:: PROBLEM DESCRIPTION ::
Switch "field-scouting log" to "survey log" in the listing below, starting with the line that contains "horse's ear, each" and going on through the line that contains "[(437, 640)]". Give those lines again with everything else unchanged.

## Begin MATERIAL SHOWN

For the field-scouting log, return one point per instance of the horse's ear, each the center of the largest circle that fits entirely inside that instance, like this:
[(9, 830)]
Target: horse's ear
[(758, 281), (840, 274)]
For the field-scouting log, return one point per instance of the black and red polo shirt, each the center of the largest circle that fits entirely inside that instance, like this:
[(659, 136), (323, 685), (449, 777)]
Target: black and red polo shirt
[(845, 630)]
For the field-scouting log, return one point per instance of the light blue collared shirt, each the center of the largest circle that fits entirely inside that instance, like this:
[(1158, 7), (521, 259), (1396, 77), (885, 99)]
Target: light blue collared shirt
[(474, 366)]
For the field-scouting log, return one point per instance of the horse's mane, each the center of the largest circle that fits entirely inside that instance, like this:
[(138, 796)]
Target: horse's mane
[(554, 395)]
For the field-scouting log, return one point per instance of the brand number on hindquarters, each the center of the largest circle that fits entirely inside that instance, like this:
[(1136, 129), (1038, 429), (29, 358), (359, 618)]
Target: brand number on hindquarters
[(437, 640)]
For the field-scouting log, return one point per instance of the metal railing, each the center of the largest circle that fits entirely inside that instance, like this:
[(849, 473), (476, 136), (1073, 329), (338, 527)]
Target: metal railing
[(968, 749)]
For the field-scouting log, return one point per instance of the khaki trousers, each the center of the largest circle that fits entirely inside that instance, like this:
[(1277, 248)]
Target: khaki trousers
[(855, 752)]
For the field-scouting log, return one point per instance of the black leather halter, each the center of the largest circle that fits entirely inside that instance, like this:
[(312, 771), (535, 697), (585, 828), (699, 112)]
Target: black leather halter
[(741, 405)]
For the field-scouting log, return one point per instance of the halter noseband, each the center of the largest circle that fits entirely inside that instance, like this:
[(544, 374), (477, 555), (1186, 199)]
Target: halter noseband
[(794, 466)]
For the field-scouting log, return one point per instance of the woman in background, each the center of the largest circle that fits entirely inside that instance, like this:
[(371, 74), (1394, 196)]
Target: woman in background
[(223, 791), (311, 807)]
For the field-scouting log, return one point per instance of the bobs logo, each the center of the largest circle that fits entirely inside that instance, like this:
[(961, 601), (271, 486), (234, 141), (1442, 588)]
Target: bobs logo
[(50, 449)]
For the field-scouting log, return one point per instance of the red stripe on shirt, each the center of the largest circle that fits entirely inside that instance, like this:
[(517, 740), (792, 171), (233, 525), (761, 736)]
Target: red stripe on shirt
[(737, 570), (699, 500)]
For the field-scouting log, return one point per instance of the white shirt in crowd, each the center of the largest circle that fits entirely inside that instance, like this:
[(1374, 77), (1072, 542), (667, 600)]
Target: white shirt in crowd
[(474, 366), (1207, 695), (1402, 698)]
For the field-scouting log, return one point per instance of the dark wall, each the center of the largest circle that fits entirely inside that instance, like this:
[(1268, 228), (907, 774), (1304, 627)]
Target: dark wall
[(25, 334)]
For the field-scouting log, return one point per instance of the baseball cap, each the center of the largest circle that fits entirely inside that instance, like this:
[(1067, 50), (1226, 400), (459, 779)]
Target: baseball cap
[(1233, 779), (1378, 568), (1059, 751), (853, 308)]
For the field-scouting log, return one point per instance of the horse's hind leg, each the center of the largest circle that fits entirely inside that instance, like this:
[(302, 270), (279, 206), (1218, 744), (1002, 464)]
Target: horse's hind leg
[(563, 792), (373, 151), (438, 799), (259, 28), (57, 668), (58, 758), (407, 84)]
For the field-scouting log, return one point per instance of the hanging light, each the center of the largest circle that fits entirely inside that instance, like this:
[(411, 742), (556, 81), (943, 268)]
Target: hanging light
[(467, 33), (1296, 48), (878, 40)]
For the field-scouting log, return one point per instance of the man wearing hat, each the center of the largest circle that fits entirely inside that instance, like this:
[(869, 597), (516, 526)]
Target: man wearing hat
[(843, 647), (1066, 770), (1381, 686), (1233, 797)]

## End MATERIAL SHOWN
## Begin MATERIAL SHOWN

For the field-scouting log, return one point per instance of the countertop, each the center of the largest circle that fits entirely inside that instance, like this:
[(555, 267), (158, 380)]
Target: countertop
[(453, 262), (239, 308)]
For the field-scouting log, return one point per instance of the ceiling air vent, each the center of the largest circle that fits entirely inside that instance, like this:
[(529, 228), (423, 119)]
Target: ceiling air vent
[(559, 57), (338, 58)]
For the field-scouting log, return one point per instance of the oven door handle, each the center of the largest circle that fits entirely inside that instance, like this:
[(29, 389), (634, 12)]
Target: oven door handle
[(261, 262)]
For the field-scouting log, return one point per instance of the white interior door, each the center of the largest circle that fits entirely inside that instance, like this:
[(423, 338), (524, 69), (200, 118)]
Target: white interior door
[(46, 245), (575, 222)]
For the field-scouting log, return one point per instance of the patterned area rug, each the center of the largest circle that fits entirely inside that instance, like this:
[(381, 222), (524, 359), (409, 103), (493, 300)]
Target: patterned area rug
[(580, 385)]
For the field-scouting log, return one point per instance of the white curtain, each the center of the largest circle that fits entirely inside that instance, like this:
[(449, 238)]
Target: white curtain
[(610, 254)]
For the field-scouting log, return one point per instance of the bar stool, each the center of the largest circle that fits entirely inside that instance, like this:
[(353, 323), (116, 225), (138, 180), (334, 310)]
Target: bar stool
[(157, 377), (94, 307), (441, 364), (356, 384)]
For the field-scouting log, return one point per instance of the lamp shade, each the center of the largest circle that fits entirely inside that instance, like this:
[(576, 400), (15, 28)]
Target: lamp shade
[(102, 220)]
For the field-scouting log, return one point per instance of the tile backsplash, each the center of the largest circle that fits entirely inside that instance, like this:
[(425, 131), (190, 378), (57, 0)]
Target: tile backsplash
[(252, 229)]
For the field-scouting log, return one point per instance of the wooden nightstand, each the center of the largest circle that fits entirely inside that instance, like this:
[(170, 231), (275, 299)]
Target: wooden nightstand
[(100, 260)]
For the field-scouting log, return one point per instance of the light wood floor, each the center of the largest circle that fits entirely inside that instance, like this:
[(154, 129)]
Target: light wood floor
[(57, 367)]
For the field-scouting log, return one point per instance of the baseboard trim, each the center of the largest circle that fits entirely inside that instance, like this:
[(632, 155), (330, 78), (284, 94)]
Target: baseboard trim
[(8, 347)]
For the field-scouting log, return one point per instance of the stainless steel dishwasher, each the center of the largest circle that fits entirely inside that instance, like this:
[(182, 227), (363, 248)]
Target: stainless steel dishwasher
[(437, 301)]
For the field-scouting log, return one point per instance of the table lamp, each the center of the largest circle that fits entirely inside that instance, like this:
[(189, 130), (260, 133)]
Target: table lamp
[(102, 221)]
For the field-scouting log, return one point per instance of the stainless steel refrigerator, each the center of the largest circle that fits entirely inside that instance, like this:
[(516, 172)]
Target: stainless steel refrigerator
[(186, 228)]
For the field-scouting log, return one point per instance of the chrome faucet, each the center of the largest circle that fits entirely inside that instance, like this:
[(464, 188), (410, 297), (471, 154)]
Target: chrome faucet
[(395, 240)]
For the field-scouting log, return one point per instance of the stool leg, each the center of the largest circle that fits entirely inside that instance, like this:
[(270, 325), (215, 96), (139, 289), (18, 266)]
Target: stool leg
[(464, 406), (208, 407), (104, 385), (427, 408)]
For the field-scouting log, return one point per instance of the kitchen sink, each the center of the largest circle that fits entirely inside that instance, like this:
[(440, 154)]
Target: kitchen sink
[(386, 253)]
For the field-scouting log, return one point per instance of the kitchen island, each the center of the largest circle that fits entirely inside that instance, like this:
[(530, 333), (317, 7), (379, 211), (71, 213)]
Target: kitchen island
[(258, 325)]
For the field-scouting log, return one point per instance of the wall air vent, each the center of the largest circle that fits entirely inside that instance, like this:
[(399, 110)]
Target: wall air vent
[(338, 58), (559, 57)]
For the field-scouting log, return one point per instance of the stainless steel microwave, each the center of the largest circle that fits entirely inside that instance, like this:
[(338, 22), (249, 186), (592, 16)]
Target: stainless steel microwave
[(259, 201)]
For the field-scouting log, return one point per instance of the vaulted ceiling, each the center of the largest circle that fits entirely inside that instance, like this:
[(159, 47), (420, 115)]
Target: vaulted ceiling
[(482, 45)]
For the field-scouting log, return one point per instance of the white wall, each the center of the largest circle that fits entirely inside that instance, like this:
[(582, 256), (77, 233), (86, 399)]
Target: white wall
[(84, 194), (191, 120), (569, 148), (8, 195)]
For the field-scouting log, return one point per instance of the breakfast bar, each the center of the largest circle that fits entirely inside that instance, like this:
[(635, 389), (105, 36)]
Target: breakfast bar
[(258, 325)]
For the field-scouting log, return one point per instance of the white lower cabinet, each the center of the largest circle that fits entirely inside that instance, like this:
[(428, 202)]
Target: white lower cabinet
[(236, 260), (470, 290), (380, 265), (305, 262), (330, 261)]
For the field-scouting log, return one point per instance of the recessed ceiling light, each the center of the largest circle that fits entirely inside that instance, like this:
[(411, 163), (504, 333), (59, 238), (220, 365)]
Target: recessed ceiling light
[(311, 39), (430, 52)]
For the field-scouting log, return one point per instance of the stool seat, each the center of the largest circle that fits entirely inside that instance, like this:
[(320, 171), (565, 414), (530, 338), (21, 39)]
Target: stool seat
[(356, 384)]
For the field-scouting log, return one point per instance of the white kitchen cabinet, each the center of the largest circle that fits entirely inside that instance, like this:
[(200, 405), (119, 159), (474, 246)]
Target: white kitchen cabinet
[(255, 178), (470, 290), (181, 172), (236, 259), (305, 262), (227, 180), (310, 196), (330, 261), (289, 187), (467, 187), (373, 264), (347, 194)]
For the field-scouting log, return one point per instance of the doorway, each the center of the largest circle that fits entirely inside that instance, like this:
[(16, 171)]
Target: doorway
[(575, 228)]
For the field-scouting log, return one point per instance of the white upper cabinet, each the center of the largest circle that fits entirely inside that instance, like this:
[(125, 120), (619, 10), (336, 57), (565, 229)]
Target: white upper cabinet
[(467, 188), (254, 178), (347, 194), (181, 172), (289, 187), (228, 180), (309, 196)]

## End MATERIAL SHOWN

:: ANSWER TO THE TASK ::
For the survey log, return one point per instance of the horse's ear, each the center of the largest circle that fits entirely inside that instance, like this:
[(9, 830)]
Target: horse's ear
[(758, 281), (840, 274)]
For the survey log, return one point per instance of the black and red polo shirt, each the center of the largest circle that fits entirely inside that instance, like this:
[(659, 136), (323, 685), (449, 777)]
Target: black and red polo shirt
[(845, 630)]
For the survey log, return one point per instance of the light blue collared shirt, each the center of the largest circle that fits entirely inside that instance, like this:
[(1158, 7), (521, 259), (1396, 77), (885, 99)]
Target: light blue collared shirt
[(474, 366)]
For the survey log, return one point per instance of the horse's mane, each the center of the largest circle that fits entirely inside that instance, like this:
[(138, 796)]
Target: horse's mane
[(554, 395)]
For the survey log, return one point per instance of the brand number on hindquarters, each the center of the largest circle that fits entirely inside that instance, like this:
[(1136, 129), (1038, 429), (29, 358), (359, 618)]
Target: brand number on hindquarters
[(437, 640)]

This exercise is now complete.